● What to work on
- a) In the abstract on Antarctic Ice Sheet simulations, why are the glacial-cycle simulations run on a comparably coarse 16 km model grid?
- b) List every process or quantity that the abstract on Antarctic Ice Sheet simulations names as handled by parameterizations in the glacial-cycle runs.

Abstract

Abstract. Simulations of the glacial–interglacial history of the Antarctic Ice Sheet provide insights into dynamic threshold behavior and estimates of the ice sheet's contributions to global sea-level changes for the past, present and future. However, boundary conditions are weakly constrained, in particular at the interface of the ice sheet and the bedrock. Also climatic forcing covering the last glacial cycles is uncertain, as it is based on sparse proxy data. We use the Parallel Ice Sheet Model (PISM) to investigate the dynamic effects of different choices of input data, e.g., for modern basal heat flux or reconstructions of past changes of sea level and surface temperature. As computational resources are limited, glacial-cycle simulations are performed using a comparably coarse model grid of 16 km and various parameterizations, e.g., for basal sliding, iceberg calving, or for past variations in precipitation and ocean temperatures. In this study we evaluate the model's transient sensitivity to corresponding parameter choices and to different boundary conditions over the last two glacial cycles and provide estimates of involved uncertainties. We also discuss isolated and combined effects of climate and sea-level forcing. Hence, this study serves as a “cookbook” for the growing community of PISM users and paleo-ice sheet modelers in general. For each of the different model uncertainties with regard to climatic forcing, ice and Earth dynamics, and basal processes, we select one representative model parameter that captures relevant uncertainties and motivates corresponding parameter ranges that bound the observed ice volume at present. The four selected parameters are systematically varied in a parameter ensemble analysis, which is described in a companion paper.

● Dataset entries
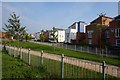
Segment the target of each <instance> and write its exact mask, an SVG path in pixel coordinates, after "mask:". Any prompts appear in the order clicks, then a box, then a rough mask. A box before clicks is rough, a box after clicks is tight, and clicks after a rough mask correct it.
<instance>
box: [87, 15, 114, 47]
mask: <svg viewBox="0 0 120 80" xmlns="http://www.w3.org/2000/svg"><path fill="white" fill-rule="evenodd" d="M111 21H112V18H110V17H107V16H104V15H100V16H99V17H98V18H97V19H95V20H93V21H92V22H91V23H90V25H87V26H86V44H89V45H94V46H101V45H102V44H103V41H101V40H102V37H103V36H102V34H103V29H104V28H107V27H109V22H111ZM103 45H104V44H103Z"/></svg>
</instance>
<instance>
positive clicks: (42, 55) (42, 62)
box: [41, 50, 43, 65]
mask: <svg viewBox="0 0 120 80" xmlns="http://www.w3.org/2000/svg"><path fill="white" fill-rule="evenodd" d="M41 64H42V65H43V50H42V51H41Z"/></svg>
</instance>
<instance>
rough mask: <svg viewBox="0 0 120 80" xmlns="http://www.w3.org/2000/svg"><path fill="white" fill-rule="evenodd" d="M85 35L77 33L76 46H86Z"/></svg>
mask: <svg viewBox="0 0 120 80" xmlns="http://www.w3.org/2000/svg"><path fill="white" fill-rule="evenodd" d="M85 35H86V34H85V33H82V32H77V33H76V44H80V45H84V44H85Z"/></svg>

* * *

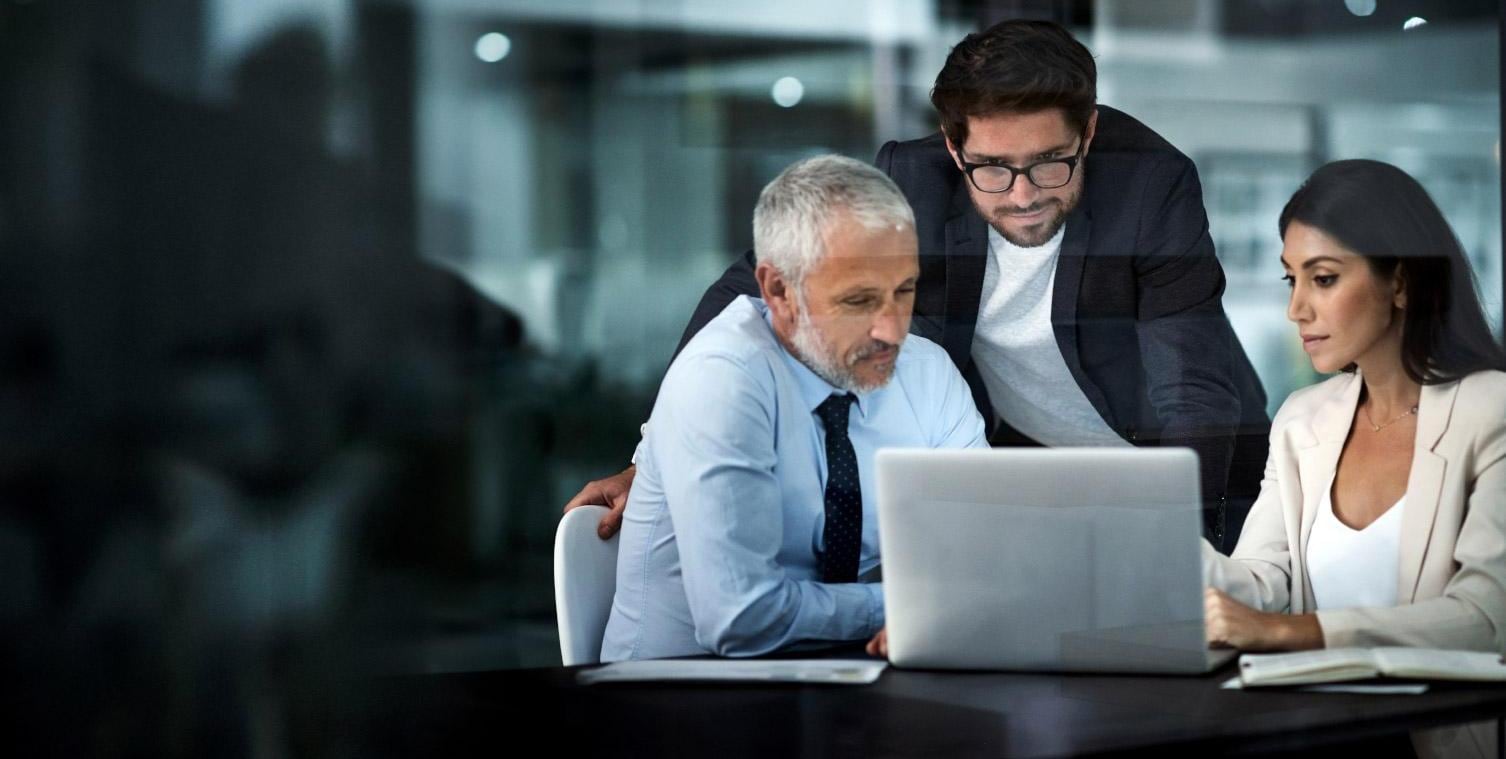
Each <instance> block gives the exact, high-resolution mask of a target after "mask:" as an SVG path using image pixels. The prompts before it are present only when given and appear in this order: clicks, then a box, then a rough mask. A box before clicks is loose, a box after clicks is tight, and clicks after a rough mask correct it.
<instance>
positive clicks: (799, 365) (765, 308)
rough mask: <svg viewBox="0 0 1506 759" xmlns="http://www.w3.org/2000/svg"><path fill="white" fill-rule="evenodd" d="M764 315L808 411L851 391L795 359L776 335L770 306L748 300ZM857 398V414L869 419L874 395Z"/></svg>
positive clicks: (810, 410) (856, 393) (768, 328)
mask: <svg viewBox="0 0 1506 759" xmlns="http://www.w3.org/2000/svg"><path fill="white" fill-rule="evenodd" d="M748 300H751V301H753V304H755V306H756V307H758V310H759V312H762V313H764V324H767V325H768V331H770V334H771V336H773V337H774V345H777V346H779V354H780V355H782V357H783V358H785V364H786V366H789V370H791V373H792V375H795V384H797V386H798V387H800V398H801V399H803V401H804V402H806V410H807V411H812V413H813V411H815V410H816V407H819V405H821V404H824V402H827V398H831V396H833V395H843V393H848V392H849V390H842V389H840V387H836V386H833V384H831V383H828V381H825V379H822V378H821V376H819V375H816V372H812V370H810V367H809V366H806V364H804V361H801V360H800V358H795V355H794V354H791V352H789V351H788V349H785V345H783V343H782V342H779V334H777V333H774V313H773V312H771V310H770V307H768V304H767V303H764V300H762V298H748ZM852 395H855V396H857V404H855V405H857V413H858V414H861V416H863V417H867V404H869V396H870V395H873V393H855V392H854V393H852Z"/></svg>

* * *

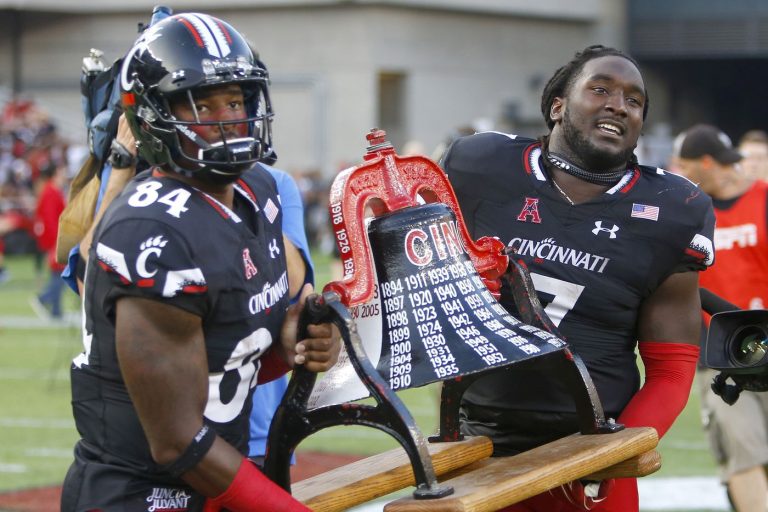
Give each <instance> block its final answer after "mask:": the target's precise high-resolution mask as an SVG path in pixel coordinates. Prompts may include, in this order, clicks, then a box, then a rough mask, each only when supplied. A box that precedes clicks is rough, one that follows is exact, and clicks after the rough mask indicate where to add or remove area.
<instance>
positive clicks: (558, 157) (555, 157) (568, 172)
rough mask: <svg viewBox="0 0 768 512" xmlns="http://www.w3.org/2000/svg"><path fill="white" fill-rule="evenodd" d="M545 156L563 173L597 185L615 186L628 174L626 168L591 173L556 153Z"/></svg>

● Answers below
- a) Computational resources are limited, so the glacial-cycle simulations use a comparably coarse 16 km grid along with various parameterizations.

- b)
- Basal sliding
- Iceberg calving
- Past variations in precipitation
- Past variations in ocean temperatures